提供文書

· · · ·

研究課題/領域番号 |
22K20612
|
研究種目 |
研究活動スタート支援
|
配分区分 | 基金 |
審査区分 |
0605:獣医学、畜産学およびその関連分野
|
研究機関 | 京都大学 |
研究代表者 |
本多 慎之介 京都大学, 農学研究科, 助教 (60964484)
|
研究期間 (年度) |
2022-08-31 – 2024-03-31
|
研究課題ステータス |
交付 (2022年度)
|
配分額 *注記 |
2,860千円 (直接経費: 2,200千円、間接経費: 660千円)
2023年度: 1,430千円 (直接経費: 1,100千円、間接経費: 330千円)
2022年度: 1,430千円 (直接経費: 1,100千円、間接経費: 330千円)
|
キーワード | トランスポゾン / 受精卵 / 胚性ゲノムの活性化 / キメラ転写産物 / 哺乳類 / 進化 / GTICT-seq / ロングリードシーケンス / キメラmRNA / 哺乳類受精卵 / CDS / ロングリードシーケンサー |
研究開始時の研究の概要 |
哺乳類受精卵ではトランスポゾンが多く発現し、発生過程における胎盤組織への分化に関与していると考えられている。受精卵においてトランスポゾンは下流にある宿主の遺伝子を巻き込んでキメラmRNAを転写するが、その機能は未知なものが多い。本研究では、ロングリードRNA-seqによってキメラmRNAの完全長ライブラリー作製を行うと同時に、低分子翻訳阻害剤とペアリードシーケンスを用いた新手法であるGTICT-seqを開発することでキメラmRNAの翻訳領域を網羅的に同定する。本研究によって、哺乳類受精卵でのトランスポゾンの役割を解明し、家畜繁殖や医療における生殖補助技術の改善を目指す。

· · · ·

データ
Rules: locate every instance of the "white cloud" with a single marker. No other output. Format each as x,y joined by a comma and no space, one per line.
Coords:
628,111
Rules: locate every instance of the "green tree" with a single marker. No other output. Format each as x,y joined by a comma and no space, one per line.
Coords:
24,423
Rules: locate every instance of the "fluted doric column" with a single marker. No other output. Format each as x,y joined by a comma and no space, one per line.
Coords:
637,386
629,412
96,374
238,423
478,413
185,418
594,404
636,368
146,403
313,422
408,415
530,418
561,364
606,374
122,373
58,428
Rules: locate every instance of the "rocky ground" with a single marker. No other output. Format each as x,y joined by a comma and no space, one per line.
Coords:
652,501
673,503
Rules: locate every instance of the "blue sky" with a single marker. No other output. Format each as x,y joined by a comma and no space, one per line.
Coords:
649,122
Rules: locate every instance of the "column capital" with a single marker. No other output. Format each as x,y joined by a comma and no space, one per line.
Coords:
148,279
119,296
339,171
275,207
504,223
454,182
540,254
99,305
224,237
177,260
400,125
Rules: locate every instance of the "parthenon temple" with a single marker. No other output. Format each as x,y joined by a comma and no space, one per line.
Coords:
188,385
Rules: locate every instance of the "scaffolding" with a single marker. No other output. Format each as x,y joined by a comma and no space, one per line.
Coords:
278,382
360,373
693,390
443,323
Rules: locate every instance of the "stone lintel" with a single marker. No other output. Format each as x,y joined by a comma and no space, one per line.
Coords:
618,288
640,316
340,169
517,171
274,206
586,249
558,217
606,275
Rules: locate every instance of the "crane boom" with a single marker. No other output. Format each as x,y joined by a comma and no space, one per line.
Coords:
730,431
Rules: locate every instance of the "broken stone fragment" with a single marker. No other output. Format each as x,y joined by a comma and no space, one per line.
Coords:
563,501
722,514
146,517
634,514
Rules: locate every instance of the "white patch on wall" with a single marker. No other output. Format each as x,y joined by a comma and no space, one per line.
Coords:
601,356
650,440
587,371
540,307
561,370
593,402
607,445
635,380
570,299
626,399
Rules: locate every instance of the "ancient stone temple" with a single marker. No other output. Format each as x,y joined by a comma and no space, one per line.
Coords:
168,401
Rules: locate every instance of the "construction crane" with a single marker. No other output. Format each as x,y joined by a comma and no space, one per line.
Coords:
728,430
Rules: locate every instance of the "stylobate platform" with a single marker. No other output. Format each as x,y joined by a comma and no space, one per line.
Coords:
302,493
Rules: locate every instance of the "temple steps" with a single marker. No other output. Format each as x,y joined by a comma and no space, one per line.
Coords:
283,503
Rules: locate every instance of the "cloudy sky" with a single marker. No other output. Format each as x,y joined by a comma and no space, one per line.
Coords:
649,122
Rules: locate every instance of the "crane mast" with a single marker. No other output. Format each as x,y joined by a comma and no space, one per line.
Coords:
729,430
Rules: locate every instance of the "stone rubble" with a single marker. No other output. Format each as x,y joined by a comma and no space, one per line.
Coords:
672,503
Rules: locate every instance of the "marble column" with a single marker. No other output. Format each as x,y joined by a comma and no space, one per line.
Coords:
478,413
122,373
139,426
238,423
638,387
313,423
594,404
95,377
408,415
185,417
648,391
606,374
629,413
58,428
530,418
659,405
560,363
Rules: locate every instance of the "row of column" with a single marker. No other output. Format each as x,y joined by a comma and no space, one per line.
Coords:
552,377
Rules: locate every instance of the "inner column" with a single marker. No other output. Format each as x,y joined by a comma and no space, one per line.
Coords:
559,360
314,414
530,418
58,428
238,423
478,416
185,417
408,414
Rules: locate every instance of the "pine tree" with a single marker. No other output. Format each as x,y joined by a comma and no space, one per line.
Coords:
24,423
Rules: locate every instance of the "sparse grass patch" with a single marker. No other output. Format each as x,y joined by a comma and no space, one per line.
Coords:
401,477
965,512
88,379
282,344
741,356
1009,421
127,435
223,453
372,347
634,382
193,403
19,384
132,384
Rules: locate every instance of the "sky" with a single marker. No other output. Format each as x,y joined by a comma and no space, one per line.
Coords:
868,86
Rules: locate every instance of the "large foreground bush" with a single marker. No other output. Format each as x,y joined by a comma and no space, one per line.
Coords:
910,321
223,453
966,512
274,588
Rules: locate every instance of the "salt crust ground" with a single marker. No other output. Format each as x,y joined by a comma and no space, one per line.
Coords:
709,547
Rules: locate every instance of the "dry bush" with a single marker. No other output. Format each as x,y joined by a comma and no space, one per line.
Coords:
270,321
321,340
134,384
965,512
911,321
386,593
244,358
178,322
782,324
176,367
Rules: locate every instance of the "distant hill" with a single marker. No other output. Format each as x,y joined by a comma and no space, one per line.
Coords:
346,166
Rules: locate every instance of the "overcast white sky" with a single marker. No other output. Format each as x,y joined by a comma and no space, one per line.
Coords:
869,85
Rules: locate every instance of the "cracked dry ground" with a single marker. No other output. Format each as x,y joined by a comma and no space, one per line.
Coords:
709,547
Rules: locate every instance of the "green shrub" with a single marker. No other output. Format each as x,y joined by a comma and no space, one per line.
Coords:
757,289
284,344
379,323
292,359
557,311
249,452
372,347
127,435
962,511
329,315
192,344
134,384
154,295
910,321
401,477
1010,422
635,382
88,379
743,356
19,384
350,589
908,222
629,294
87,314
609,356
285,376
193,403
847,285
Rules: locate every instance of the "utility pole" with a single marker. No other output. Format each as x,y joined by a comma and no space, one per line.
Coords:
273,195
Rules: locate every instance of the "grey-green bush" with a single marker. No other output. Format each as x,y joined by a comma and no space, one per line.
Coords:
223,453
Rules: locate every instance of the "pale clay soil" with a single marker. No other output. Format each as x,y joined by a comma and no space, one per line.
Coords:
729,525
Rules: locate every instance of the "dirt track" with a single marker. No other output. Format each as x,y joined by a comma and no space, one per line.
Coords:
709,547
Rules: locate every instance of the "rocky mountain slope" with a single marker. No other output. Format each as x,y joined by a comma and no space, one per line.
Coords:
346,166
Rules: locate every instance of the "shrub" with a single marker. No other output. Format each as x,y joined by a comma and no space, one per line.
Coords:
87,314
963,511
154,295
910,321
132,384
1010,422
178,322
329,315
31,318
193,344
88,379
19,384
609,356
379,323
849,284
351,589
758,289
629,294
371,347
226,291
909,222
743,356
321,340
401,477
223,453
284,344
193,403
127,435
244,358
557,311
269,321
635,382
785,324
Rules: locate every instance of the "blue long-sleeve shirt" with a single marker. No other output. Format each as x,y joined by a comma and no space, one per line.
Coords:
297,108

· · · ·

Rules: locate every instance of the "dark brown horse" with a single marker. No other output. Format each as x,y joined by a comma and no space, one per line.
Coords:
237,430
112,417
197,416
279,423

· · · ·

提供文書のキーワード欄から、アルファベットを含む語をすべて抜き出せ。

回答
GTICT-seq、キメラmRNA、CDS